▸ **Task details**
Reproduce the entries without any change, beginning at the line that contains "query: the noun phrase to segment: red roof" and continuing through the last line of the entries.

▸ **Excerpted data**
BEGIN

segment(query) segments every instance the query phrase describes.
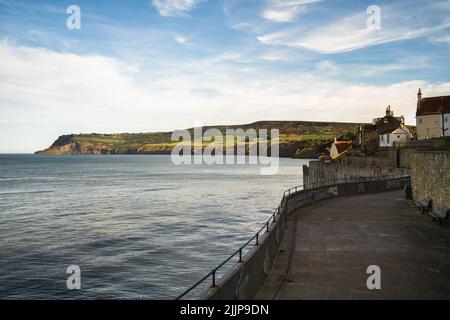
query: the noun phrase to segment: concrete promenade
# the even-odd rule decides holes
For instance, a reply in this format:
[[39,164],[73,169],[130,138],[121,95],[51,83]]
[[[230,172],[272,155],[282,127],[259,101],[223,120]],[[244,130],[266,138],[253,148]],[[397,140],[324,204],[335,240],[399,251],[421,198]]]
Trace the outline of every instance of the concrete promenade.
[[[450,228],[403,192],[337,197],[288,216],[256,299],[450,299]],[[366,286],[381,268],[381,290]]]

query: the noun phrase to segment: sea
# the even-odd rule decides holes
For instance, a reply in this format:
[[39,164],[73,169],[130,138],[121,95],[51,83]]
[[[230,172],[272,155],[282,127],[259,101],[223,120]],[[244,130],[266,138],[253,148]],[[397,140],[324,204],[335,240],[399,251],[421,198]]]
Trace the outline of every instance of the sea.
[[165,155],[0,155],[0,298],[174,299],[261,228],[303,164],[261,175]]

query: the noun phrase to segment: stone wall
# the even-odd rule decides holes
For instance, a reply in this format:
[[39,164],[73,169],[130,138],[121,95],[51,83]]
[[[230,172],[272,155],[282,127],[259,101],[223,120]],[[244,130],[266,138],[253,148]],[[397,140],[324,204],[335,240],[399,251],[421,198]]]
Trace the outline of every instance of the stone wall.
[[308,189],[336,180],[350,182],[361,178],[402,177],[409,173],[409,169],[390,166],[387,158],[344,157],[329,163],[310,161],[309,166],[303,166],[303,186]]
[[397,147],[389,148],[390,165],[398,168],[411,168],[413,153],[422,149],[436,148],[443,144],[443,139],[412,140]]
[[450,152],[417,151],[412,154],[411,183],[413,199],[432,199],[433,210],[450,208]]

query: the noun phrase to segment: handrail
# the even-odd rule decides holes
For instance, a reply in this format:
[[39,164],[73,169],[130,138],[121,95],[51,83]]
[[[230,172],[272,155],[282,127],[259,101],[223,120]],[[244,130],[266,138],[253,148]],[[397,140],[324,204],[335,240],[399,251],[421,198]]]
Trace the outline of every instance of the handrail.
[[[334,179],[334,180],[324,180],[323,182],[320,183],[320,185],[318,185],[318,183],[311,183],[311,184],[307,184],[307,185],[302,185],[302,186],[296,186],[296,187],[292,187],[286,191],[284,191],[283,193],[283,198],[280,202],[280,205],[278,206],[278,208],[273,212],[273,214],[270,216],[270,218],[265,222],[265,224],[258,230],[258,232],[256,232],[253,237],[251,237],[246,243],[244,243],[241,247],[239,247],[238,250],[236,250],[235,252],[233,252],[227,259],[225,259],[224,261],[222,261],[222,263],[220,263],[218,266],[216,266],[212,271],[210,271],[207,275],[205,275],[203,278],[201,278],[200,280],[198,280],[196,283],[194,283],[191,287],[189,287],[188,289],[186,289],[182,294],[180,294],[176,300],[180,300],[181,298],[183,298],[184,296],[186,296],[188,293],[190,293],[192,290],[194,290],[196,287],[198,287],[201,283],[203,283],[206,279],[208,279],[209,277],[212,277],[212,285],[211,287],[215,287],[216,286],[216,274],[217,271],[222,268],[225,264],[227,264],[231,259],[233,259],[235,256],[239,255],[239,263],[242,263],[242,251],[250,244],[253,242],[253,240],[255,241],[255,245],[258,246],[259,245],[259,235],[266,230],[265,232],[269,232],[270,230],[270,224],[271,223],[275,223],[277,221],[276,216],[281,214],[281,208],[283,205],[283,202],[285,200],[285,198],[291,194],[295,194],[299,191],[310,191],[313,190],[314,188],[310,189],[310,188],[305,188],[306,186],[315,186],[317,188],[320,187],[326,187],[326,186],[332,186],[332,185],[336,185],[336,184],[341,184],[341,183],[352,183],[352,182],[364,182],[364,181],[382,181],[382,180],[389,180],[389,179],[402,179],[402,178],[408,178],[409,175],[389,175],[389,176],[379,176],[379,177],[359,177],[359,178],[345,178],[345,179]],[[327,183],[327,182],[334,182],[334,183],[329,183],[329,184],[322,184],[322,183]],[[299,188],[301,188],[301,190],[299,190]],[[291,193],[292,190],[295,190],[294,193]]]
[[[378,176],[378,177],[348,177],[348,178],[341,178],[341,179],[330,179],[330,180],[322,180],[320,182],[312,182],[308,184],[302,184],[299,186],[292,187],[290,189],[287,189],[283,193],[283,197],[286,197],[286,194],[291,194],[292,190],[297,190],[301,188],[301,190],[309,190],[310,187],[326,187],[328,185],[334,185],[339,183],[352,183],[352,182],[364,182],[364,181],[383,181],[383,180],[389,180],[389,179],[401,179],[401,178],[407,178],[409,177],[409,174],[393,174],[393,175],[386,175],[386,176]],[[295,193],[294,192],[294,193]]]

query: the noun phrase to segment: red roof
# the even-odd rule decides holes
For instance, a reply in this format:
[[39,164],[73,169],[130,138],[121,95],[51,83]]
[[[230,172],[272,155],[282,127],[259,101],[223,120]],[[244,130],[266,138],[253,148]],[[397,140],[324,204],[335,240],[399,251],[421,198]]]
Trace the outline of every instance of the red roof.
[[417,107],[417,116],[450,113],[450,96],[423,98]]
[[342,153],[352,146],[352,143],[350,141],[338,141],[334,144],[336,145],[338,153]]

END

▸ **Result below**
query: the noun phrase to segment: red roof
# the even-odd rule decides holes
For instance, a reply in this format:
[[39,164],[73,169],[130,138],[121,95],[51,83]]
[[[230,172],[272,155],[282,127],[259,101],[223,120]],[[244,130],[266,138],[253,148]],[[397,140],[324,204],[335,240],[399,251],[421,198]]]
Trace the outline of every instance of the red roof.
[[417,107],[417,116],[450,113],[450,96],[423,98]]
[[342,153],[352,146],[352,143],[350,141],[338,141],[334,144],[336,145],[338,153]]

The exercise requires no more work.